Using Tipping Points Science to Enhance Fisheries Management

Using tipping points science to enhance fisheries management

Fisheries managers have been applying tipping points concepts in their decision-making for years. From establishing catch limits via Maximum Sustainable Yield (MSY) and Optimum Yield (OY) to defining precautionary buffers, thresholds are commonly used at the individual stock level to inform crucial fisheries management decisions. However, the Ocean Tipping Points team has identified many more opportunities to characterize and utilize non-linearities and thresholds to incorporate social, cultural, and ecosystem level tipping points into these decisions. Here you’ll find resources and guidance to help you integrate tipping points science into your own decision-making to help improve your fisheries management. 

Why should we care about tipping points in fisheries management?

Saved data entries
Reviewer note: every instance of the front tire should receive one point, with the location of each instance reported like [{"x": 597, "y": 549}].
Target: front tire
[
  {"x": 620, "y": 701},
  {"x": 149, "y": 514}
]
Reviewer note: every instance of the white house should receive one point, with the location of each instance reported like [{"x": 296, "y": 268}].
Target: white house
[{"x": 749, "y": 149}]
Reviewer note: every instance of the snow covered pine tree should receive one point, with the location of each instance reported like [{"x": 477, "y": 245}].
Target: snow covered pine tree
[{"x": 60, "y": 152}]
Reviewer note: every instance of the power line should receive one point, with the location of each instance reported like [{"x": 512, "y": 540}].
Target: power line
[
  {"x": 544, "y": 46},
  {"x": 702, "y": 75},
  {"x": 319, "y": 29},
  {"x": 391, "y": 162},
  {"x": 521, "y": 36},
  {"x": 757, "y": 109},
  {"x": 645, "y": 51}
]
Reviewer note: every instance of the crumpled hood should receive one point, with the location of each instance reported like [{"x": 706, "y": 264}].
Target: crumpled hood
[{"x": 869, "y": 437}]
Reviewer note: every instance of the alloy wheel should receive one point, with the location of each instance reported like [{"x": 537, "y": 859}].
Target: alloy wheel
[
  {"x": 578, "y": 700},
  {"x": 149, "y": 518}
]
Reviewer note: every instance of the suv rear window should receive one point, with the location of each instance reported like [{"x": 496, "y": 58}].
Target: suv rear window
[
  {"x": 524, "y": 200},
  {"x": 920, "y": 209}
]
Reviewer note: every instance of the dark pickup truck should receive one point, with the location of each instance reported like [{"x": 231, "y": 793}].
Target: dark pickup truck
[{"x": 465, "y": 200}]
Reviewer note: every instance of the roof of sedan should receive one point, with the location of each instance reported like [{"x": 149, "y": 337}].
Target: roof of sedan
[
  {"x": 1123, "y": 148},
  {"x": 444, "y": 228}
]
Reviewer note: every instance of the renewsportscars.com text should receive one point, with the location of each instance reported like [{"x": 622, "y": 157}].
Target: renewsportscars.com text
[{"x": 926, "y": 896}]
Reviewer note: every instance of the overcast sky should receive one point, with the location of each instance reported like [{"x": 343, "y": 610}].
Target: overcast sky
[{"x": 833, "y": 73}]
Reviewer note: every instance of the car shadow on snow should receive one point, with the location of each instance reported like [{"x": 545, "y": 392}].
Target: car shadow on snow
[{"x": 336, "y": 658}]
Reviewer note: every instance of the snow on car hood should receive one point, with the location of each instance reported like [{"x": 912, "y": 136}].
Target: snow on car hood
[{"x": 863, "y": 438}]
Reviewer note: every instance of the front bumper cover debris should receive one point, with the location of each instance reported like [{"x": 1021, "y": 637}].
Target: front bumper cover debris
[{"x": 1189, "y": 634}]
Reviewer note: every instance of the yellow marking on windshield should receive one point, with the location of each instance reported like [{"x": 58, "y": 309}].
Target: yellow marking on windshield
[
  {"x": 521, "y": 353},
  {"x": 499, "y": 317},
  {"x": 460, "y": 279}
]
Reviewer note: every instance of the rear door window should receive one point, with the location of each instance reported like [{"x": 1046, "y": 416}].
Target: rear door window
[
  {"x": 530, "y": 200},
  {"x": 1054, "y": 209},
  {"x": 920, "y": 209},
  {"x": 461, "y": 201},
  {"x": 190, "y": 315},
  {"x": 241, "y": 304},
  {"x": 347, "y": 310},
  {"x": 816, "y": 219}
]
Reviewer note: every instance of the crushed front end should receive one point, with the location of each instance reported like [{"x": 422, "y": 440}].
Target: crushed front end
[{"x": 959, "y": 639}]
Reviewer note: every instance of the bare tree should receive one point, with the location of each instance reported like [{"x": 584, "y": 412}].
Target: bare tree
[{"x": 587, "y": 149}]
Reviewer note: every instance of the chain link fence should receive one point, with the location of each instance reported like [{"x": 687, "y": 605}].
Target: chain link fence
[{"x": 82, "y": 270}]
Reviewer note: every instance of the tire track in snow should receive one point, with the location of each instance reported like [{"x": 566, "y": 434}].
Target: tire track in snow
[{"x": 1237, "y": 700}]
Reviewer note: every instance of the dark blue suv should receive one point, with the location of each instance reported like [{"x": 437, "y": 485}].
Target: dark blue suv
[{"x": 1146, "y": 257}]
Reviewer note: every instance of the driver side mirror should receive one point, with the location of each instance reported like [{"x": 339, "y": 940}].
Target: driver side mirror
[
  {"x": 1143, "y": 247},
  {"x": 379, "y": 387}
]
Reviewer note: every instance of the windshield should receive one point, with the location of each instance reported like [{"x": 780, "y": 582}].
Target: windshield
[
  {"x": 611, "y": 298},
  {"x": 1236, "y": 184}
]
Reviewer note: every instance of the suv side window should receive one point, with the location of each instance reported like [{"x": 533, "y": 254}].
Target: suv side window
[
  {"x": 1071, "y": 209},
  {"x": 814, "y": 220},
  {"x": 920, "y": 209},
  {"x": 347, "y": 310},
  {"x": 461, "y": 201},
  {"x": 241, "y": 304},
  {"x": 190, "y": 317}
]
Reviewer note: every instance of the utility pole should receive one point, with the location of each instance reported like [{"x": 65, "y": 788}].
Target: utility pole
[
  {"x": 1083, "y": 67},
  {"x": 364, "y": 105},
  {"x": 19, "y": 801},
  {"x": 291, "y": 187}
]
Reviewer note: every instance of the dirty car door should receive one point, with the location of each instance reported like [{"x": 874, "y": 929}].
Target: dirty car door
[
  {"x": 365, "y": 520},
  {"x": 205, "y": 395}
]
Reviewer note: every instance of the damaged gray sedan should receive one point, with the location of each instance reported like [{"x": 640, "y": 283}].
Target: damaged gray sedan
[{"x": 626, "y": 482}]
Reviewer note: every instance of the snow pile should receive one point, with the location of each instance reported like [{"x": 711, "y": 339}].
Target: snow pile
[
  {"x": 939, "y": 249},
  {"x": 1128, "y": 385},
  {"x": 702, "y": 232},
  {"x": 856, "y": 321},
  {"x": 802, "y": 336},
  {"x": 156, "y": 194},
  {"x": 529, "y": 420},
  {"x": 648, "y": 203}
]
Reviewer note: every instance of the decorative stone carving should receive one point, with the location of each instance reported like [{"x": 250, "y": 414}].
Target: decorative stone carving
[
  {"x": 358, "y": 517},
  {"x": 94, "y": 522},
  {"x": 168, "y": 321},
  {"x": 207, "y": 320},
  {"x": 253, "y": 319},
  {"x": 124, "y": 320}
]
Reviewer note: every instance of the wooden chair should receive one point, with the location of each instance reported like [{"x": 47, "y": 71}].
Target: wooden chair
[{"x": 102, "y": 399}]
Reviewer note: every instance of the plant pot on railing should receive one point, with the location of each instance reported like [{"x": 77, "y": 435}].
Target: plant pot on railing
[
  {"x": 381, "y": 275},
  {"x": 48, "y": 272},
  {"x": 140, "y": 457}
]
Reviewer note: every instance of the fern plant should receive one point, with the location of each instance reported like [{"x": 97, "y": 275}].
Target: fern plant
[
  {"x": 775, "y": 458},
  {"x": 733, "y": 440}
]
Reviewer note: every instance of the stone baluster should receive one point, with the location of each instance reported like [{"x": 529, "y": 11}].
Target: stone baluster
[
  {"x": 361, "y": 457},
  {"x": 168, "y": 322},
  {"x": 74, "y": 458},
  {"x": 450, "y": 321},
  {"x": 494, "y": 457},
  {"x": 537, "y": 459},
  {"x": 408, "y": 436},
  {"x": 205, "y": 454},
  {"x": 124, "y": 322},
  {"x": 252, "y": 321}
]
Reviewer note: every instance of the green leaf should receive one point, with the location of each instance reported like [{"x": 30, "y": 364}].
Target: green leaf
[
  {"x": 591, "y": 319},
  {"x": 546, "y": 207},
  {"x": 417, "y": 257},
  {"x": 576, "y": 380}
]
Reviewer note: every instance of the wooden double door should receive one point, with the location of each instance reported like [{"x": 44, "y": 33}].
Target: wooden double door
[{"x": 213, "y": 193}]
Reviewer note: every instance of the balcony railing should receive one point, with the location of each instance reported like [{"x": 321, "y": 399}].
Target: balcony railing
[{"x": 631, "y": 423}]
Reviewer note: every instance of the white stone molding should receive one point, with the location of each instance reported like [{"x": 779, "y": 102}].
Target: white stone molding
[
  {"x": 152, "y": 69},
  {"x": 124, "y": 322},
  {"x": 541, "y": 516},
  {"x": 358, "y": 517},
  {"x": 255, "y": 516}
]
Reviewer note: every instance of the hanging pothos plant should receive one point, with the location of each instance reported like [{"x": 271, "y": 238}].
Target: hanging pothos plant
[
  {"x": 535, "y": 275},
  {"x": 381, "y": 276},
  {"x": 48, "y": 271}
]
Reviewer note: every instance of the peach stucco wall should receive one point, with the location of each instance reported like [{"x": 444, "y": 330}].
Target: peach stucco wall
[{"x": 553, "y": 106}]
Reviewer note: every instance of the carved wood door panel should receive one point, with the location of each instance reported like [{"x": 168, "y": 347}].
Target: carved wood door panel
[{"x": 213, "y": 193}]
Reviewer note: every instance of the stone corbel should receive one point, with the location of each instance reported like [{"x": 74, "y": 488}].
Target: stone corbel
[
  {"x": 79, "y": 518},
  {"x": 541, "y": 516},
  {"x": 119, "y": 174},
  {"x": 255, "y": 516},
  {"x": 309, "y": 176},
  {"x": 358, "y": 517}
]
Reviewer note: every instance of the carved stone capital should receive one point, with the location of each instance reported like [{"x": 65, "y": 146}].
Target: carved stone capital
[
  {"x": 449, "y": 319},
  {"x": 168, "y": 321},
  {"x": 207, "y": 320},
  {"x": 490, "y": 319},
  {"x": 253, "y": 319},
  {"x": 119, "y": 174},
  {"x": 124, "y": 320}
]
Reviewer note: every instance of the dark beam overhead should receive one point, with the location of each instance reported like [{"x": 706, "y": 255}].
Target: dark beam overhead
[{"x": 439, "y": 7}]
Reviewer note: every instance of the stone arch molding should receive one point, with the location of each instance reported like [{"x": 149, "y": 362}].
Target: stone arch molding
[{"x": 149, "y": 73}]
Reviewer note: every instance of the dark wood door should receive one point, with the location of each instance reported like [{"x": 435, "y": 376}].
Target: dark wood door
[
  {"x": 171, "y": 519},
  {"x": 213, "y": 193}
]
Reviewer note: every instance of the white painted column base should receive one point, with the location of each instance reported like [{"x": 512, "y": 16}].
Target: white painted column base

PARTS OF THE EXERCISE>
1. Answer these questions from the page on tipping points in fisheries management.
(a) Which two measures does it name for establishing catch limits?
(b) At what level are thresholds commonly used to inform fisheries management decisions?
(c) Which team has identified further opportunities to use non-linearities and thresholds?
2. Retype the page on tipping points in fisheries management from "Fisheries managers have" to "in fisheries management?".
3. Continue the page on tipping points in fisheries management from where it stops.

TASK-BY-TASK OUTPUTS>
1.
(a) Maximum Sustainable Yield (MSY) and Optimum Yield (OY).
(b) The individual stock level.
(c) The Ocean Tipping Points team.

2.
Fisheries managers have been applying tipping points concepts in their decision-making for years. From establishing catch limits via Maximum Sustainable Yield (MSY) and Optimum Yield (OY) to defining precautionary buffers, thresholds are commonly used at the individual stock level to inform crucial fisheries management decisions. However, the Ocean Tipping Points team has identified many more opportunities to characterize and utilize non-linearities and thresholds to incorporate social, cultural, and ecosystem level tipping points into these decisions. Here you’ll find resources and guidance to help you integrate tipping points science into your own decision-making to help improve your fisheries management. 

Why should we care about tipping points in fisheries management?

3.
Stories of fisheries stock collapses and ecosystem regime shifts have become common around the world. From the collapse of cod in New England1,2, to the loss of coral reefs due to overfishing in the Caribbean3, to the sequential collapse of fisheries in the Black Sea4,5, these stories have become major themes in the global fisheries management narrative. Many of these systems have shifted into alternative states that make it difficult to recover or restore stocks to desired levels. Indeed, globally nearly 30% of all fisheries are collapsed or overfished6. This results in negative impacts on human communities around the globe, and is estimated to cost $50 billion a year—a loss of $2 trillion over the last 30 years7,8.  

In all of these cases, significant stock or ecosystem-level tipping points were crossed. Science that directly addresses these tipping points can provide managers with the knowledge necessary not only to anticipate or avoid future ecosystem shifts, but also to help recover stocks and ecosystems that have already crossed critical thresholds. 

How tipping points science can directly inform your fisheries management process and policy requirements

Management strategies that include identifying tipping points and integrating them into management targets have been shown to be more effective in achieving management goals than strategies that do not consider potential tipping points9.  

Since passage of the Magnuson Stevens Act in 1976, US fisheries managers have been using ecological thresholds and precautionary buffers to inform Maximum Sustainable Yield (MSY) and Optimum Yield (OY) target setting. MSY is also a common fisheries management objective across the globe. It is clear that fisheries managers are already thinking about non-linearities and thresholds at the individual stock level, but there is more that can be done to incorporate our knowledge of social and ecological tipping points into these decisions.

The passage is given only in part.